DOCUMENT SEGMENT:

Again, ΔDEB and ΔDEA lie on same base DE and between same parallels DE and AB.
∴ ar (ΔDEB) = ar (ΔDEA)
or, ar (ΔDEB) – ar (ΔDEA) = ar (ΔDEA) – ar (ΔDEF)
(Subtract ar (ΔDEF) both side)
or, ar (ΔBEF) = ar (ΔADF) ……(b)

(vi) We have given that
BC = 2BD = 2 (BF + FD) (∵ BD = BF + FD)
= 2 (2FD + FD) [From equation (c), BF = 2DF]
or, BC = 6FD ……(d)

Question 6.
Diagonals AC and BD of a quadrilateral ABCD intersect each other at P. Show that: ar (APB) × ar (CPD) = ar (APD) × ar (BPC)
Solution:
Given: ABCD is a quadrilateral in which diagonal, AC, and BD intersect each other at P.

INFORMATION SHOWN:
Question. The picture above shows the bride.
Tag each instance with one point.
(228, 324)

WHAT IS EXPECTED: Extract the passage of the geometry solution starting at "or, ar (ΔDEB)" and ending at "BC = 6FD ……(d)", copying it word for word.

WRITTEN ANSWER:
or, ar (ΔDEB) – ar (ΔDEA) = ar (ΔDEA) – ar (ΔDEF)
(Subtract ar (ΔDEF) both side)
or, ar (ΔBEF) = ar (ΔADF) ……(b)

(vi) We have given that
BC = 2BD = 2 (BF + FD) (∵ BD = BF + FD)
= 2 (2FD + FD) [From equation (c), BF = 2DF]
or, BC = 6FD ……(d)